#### Extracted information ####
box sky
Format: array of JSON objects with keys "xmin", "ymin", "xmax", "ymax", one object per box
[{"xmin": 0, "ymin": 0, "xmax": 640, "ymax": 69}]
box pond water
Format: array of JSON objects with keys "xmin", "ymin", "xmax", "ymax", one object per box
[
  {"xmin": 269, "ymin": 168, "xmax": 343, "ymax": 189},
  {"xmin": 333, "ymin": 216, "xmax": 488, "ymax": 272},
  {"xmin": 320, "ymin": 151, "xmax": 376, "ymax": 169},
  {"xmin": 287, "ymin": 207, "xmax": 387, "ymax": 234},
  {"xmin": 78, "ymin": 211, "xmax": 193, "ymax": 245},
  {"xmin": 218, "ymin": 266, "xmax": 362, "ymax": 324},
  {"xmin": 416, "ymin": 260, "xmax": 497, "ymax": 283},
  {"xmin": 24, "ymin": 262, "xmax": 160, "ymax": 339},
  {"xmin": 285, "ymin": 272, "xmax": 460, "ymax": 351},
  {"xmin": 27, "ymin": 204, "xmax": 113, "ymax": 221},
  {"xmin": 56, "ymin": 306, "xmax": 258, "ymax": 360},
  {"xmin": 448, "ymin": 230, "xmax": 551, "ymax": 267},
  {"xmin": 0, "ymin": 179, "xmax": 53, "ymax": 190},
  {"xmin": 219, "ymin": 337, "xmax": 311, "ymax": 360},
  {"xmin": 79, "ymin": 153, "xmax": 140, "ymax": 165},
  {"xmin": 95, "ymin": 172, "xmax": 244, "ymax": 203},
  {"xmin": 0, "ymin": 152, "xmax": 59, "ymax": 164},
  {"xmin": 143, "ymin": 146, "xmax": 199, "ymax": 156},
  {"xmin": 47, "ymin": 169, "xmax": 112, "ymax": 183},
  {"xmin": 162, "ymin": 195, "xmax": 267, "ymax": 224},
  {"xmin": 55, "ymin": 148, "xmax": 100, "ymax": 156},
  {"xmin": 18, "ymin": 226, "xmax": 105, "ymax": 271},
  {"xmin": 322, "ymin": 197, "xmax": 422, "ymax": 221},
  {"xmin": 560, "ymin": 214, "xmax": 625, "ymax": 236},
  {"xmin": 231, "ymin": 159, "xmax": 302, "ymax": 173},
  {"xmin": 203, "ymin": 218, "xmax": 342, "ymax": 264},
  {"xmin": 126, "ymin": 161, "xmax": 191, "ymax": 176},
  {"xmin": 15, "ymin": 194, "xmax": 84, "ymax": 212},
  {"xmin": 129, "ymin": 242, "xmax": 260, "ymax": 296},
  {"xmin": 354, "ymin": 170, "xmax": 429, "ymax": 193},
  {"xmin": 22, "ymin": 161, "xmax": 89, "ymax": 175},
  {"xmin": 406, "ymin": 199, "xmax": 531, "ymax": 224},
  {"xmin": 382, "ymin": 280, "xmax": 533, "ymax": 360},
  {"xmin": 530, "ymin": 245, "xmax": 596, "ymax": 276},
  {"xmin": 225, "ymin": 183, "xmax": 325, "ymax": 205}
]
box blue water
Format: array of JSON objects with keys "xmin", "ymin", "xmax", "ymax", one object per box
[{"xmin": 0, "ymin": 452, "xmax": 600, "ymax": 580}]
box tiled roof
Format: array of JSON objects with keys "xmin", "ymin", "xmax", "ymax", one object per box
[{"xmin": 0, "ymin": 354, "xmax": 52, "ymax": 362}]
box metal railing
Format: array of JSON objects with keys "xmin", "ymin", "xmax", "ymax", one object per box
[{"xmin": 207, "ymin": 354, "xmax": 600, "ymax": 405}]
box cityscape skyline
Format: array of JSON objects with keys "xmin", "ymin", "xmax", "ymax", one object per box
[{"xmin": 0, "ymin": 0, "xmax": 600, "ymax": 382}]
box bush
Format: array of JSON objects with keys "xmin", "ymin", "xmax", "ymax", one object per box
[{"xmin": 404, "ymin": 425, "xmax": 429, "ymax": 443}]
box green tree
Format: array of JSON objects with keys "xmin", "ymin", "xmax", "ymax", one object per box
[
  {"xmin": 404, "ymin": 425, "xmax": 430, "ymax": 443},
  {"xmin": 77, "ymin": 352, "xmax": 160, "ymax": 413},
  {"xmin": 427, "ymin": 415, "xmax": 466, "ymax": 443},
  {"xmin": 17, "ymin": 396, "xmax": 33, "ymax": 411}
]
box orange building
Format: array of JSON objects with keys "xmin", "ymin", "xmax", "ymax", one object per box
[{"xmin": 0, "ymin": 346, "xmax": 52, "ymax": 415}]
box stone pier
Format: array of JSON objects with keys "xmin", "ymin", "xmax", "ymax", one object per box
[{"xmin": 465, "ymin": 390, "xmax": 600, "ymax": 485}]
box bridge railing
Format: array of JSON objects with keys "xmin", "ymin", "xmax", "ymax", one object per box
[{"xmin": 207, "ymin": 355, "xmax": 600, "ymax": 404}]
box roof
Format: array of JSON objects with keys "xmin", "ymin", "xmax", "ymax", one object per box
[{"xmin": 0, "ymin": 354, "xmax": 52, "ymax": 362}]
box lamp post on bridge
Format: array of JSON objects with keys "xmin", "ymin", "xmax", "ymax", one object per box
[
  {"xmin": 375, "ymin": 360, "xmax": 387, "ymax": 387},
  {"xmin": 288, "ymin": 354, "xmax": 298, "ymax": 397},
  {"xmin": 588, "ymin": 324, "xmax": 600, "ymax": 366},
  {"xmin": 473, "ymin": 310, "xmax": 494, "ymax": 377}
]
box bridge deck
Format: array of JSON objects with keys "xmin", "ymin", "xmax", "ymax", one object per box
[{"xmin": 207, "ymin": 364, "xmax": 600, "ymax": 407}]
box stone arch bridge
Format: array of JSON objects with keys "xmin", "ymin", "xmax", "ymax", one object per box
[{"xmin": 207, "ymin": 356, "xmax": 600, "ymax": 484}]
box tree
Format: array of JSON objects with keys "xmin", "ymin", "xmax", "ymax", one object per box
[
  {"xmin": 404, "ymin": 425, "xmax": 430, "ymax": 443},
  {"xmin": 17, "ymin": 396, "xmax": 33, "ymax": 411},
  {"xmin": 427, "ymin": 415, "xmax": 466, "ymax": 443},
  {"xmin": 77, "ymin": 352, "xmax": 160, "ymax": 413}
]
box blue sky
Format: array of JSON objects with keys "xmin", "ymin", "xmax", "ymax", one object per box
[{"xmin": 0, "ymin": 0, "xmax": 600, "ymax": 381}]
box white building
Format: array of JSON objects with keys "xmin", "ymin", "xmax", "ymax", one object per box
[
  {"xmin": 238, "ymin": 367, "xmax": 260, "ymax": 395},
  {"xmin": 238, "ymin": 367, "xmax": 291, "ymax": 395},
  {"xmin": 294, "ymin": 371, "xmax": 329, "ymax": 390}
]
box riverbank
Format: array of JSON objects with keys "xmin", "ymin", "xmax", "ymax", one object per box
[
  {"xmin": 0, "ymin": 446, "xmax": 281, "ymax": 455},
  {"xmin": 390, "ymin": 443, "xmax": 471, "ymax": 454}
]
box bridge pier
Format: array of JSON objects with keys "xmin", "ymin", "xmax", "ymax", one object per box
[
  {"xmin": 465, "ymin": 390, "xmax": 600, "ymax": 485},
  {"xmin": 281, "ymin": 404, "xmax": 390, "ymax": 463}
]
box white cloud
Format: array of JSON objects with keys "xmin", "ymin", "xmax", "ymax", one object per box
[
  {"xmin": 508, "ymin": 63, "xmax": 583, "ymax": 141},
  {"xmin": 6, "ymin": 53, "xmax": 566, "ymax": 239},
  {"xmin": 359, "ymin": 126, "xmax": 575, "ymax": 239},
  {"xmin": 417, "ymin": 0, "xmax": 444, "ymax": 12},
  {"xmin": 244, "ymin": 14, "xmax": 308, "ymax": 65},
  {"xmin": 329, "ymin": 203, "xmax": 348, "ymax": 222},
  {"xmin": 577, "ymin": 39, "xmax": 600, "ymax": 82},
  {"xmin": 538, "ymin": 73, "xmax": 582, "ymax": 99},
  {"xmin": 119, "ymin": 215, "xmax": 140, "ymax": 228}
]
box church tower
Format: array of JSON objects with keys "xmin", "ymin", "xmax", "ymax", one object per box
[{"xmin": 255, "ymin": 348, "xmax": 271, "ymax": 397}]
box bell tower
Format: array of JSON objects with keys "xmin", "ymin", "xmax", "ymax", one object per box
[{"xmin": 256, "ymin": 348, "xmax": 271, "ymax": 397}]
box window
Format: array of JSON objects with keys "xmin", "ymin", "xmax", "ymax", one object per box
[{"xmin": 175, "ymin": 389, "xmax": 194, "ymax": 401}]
####
> [The problem]
Reproduce the final stretch of the data above: every line from the one holding "box church tower" through the end, inclusive, exactly as written and nothing else.

> [Full response]
box church tower
Format: array of JSON objects with keys "xmin", "ymin", "xmax", "ymax", one object per box
[{"xmin": 255, "ymin": 348, "xmax": 271, "ymax": 397}]
box bell tower
Format: array of JSON objects with keys "xmin", "ymin", "xmax", "ymax", one object per box
[{"xmin": 256, "ymin": 348, "xmax": 271, "ymax": 397}]
box window
Format: array of JSON objects with keys "xmin", "ymin", "xmax", "ymax", one object per box
[{"xmin": 175, "ymin": 389, "xmax": 194, "ymax": 401}]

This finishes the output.